start ENTRIES SUPPLIED

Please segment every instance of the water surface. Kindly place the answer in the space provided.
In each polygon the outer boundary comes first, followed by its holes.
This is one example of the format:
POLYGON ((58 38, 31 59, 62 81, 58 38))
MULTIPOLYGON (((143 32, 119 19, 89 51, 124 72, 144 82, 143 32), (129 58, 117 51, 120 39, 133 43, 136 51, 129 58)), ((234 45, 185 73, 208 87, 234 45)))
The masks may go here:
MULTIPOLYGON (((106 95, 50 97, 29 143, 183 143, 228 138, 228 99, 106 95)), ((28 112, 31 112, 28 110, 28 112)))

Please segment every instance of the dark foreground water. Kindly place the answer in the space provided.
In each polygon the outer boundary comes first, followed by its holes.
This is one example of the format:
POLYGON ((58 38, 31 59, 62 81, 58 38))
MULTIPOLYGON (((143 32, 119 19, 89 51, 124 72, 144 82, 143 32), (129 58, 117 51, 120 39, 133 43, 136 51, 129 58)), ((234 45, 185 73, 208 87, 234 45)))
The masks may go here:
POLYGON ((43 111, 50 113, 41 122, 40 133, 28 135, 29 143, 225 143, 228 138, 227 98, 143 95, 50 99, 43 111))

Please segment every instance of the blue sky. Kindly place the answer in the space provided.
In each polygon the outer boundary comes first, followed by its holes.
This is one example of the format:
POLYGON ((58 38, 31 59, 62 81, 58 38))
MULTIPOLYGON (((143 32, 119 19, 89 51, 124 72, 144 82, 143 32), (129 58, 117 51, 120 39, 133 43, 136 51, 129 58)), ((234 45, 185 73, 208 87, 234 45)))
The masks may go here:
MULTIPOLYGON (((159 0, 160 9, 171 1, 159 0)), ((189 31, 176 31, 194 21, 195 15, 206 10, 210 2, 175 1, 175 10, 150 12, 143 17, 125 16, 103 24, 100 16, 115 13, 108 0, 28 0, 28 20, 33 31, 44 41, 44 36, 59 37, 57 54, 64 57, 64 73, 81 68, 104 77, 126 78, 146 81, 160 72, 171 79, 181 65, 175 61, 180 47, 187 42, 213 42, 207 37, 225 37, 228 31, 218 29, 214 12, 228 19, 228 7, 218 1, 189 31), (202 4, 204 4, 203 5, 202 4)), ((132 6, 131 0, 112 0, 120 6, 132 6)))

end ENTRIES SUPPLIED

> **STATED GOAL**
Can you edit the records above so that "masks" becomes "outlines" throughout, with everything else left unchanged?

> **SOLUTION TO THIS EXERCISE**
Please segment every instance of the water surface. Kindly place the answer in the space provided.
In each polygon the outer boundary comes first, followed by its holes.
This is one example of the format:
POLYGON ((58 38, 31 59, 62 81, 58 38))
MULTIPOLYGON (((143 32, 119 19, 89 51, 124 72, 144 82, 143 32), (129 58, 117 51, 120 39, 133 43, 136 51, 129 58)), ((234 45, 185 73, 208 87, 234 45)))
The outlines may go here:
MULTIPOLYGON (((106 95, 50 97, 29 143, 183 143, 228 138, 228 99, 106 95)), ((28 112, 31 112, 28 110, 28 112)))

Please segment every instance of the dark foreground water. Kindly place the answer in the space provided.
In each polygon the outer boundary comes first, followed by its holes.
This is one example of the format:
POLYGON ((58 38, 31 59, 62 81, 58 38))
MULTIPOLYGON (((143 32, 119 19, 89 51, 124 72, 144 82, 143 32), (129 58, 117 51, 120 39, 133 43, 136 51, 129 58)), ((234 45, 185 73, 208 87, 234 45)))
The outlines may go here:
POLYGON ((43 111, 50 113, 41 122, 40 133, 28 135, 29 143, 225 143, 228 138, 227 98, 143 95, 50 99, 43 111))

Please segment every instance of the blue sky. Kindly place the answer in the space provided.
In each polygon the outer boundary comes first, followed by its holes.
This is one example of the format:
POLYGON ((58 38, 31 59, 62 81, 58 38))
MULTIPOLYGON (((143 32, 119 19, 89 51, 124 72, 144 82, 143 32), (129 58, 117 51, 120 39, 133 43, 136 51, 129 58)), ((234 45, 185 73, 208 87, 234 45)))
The outlines may go here:
MULTIPOLYGON (((159 0, 160 9, 171 1, 159 0)), ((189 31, 176 31, 194 21, 195 15, 206 10, 210 2, 175 1, 175 10, 150 12, 143 17, 125 16, 103 24, 100 16, 115 13, 108 0, 28 0, 28 20, 33 31, 44 41, 44 36, 59 37, 57 54, 64 57, 64 73, 81 68, 104 77, 126 78, 146 81, 160 72, 171 79, 181 65, 175 61, 180 47, 187 42, 213 42, 207 37, 225 37, 228 31, 218 29, 214 12, 228 19, 228 7, 218 1, 189 31), (202 4, 204 4, 203 5, 202 4)), ((132 6, 131 0, 112 0, 120 6, 132 6)))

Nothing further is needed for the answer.